Lúcio Flávio, o Passageiro da Agonia, de José Louzeiro
Por Júlia de Mello
“E a roda
girava, madrugada afora, gosto de sangue na boca, olhos vermelhos de ódio e
humilhação, cabeça estalando de dor.
Como fugir das
pás do moinho? Como interromper a correnteza do rio?”.
Essa
roda que gira madrugada afora não pode parar e passará por cima de nós,
marcando nossa destruição. Enquanto isso, “as horas batem sem sentido” no
relógio de José Louzeiro autor da obra Lúcio Flávio – Passageiro da Agonia
(1975, Civilização Brasileira).
Louzeiro,
escritor que foi repórter de polícia, foi também o escolhido de Lúcio Flávio
(fora da lei carioca) para contar as histórias de sua vida marginalizada.
Histórias essas que o autor transformou no romance reportagem Lúcio Flávio – Passageiro da Agonia.
Assim,
fundindo os gêneros jornalístico e literário, o autor narra a preparação de
Lúcio, o Noquinha, para ser um bom defunto, a ser velado pelo sistema
repressivo da ditadura militar brasileira. E documenta os desafios de se
chefiar um grupo de bandidos que não teme nem se submete à lei num período em
que ela era autoritária.

* _Tarefa pedida 1_
Digite de novo, sem nenhuma mudança, as linhas dos registros que começam na linha com "Each instance of the white" e vão até a linha com "185L533 186L533 192L536", incluindo essas duas.

* _Dados de trabalho_

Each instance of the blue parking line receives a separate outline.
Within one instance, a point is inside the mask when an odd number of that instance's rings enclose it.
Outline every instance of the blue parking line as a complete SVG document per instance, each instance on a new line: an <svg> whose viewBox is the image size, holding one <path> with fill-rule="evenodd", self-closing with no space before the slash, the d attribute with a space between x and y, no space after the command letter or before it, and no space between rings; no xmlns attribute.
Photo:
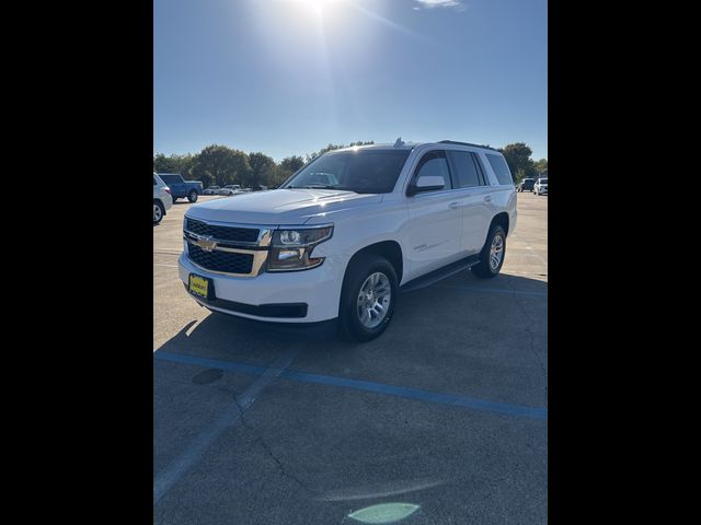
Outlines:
--
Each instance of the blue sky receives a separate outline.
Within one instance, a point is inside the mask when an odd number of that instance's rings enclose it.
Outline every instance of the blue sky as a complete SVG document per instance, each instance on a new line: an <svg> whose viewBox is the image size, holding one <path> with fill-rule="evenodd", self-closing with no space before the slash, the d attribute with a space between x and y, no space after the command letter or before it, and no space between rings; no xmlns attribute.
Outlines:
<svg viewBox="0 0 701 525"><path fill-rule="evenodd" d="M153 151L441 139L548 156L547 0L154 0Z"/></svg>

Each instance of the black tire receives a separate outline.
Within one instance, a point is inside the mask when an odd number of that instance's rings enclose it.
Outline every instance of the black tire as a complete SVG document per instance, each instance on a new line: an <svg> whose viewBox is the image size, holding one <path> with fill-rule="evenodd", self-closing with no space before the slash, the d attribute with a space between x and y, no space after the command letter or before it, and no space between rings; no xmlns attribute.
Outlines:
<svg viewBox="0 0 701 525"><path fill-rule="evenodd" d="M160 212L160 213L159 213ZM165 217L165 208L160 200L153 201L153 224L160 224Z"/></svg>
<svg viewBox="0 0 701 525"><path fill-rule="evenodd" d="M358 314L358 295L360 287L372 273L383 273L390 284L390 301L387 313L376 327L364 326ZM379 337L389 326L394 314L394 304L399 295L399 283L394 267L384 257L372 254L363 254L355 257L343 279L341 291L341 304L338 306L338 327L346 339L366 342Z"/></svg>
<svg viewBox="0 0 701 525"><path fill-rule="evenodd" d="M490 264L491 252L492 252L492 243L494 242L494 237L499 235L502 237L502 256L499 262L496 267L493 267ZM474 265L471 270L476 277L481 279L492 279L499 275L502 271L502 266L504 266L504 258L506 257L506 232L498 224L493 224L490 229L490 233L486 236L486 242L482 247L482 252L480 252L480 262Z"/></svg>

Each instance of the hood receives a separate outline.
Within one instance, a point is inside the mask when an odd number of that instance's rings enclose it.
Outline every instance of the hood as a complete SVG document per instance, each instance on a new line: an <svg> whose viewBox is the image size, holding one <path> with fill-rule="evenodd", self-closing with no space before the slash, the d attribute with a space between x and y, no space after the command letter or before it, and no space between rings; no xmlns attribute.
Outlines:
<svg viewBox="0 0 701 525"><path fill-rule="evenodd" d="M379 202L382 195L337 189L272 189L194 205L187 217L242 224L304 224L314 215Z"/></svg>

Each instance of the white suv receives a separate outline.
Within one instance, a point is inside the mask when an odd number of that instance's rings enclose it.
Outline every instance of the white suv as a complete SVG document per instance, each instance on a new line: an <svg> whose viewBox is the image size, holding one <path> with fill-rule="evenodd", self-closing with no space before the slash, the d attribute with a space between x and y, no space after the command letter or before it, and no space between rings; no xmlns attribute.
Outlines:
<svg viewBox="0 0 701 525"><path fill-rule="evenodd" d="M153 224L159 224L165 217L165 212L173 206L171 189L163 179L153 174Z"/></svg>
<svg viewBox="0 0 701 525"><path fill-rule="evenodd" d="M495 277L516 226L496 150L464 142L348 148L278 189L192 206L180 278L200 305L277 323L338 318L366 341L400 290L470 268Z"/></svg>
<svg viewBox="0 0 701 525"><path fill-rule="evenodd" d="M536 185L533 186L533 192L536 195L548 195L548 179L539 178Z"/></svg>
---
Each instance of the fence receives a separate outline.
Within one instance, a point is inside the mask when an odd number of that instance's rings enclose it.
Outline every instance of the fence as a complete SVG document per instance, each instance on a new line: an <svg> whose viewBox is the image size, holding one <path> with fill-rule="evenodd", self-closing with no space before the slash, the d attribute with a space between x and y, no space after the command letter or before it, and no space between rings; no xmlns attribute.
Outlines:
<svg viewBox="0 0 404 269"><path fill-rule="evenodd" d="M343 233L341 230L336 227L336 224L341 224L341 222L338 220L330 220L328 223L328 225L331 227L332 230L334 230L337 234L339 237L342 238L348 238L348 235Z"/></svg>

* _Tarefa pedida 2_
Reescreva a parte da resenha sobre Lúcio Flávio que começa em "Lúcio Flávio, o" e vai até "estalando de dor.", trocando "roda" por "engrenagem".

* _Resultado do exercício 1_
Each instance of the white suv receives a separate outline.
Within one instance, a point is inside the mask when an odd number of that instance's rings enclose it.
Outline every instance of the white suv as a complete SVG document per instance, each instance on a new line: an <svg> whose viewBox is the image size, holding one <path> with fill-rule="evenodd", self-closing with no space before the slash, the d attribute with a space between x and y, no space after the command letter or before it, and no space between rings; no xmlns attribute.
Outlines:
<svg viewBox="0 0 701 525"><path fill-rule="evenodd" d="M153 224L159 224L165 217L165 212L173 206L171 189L163 179L153 174Z"/></svg>
<svg viewBox="0 0 701 525"><path fill-rule="evenodd" d="M495 277L516 226L496 150L464 142L348 148L278 189L192 206L180 278L200 305L277 323L338 318L366 341L400 290L470 268Z"/></svg>
<svg viewBox="0 0 701 525"><path fill-rule="evenodd" d="M536 185L533 186L533 192L536 195L548 195L548 179L539 178Z"/></svg>

* _Resultado do exercício 2_
Lúcio Flávio, o Passageiro da Agonia, de José Louzeiro
Por Júlia de Mello
“E a engrenagem
girava, madrugada afora, gosto de sangue na boca, olhos vermelhos de ódio e
humilhação, cabeça estalando de dor.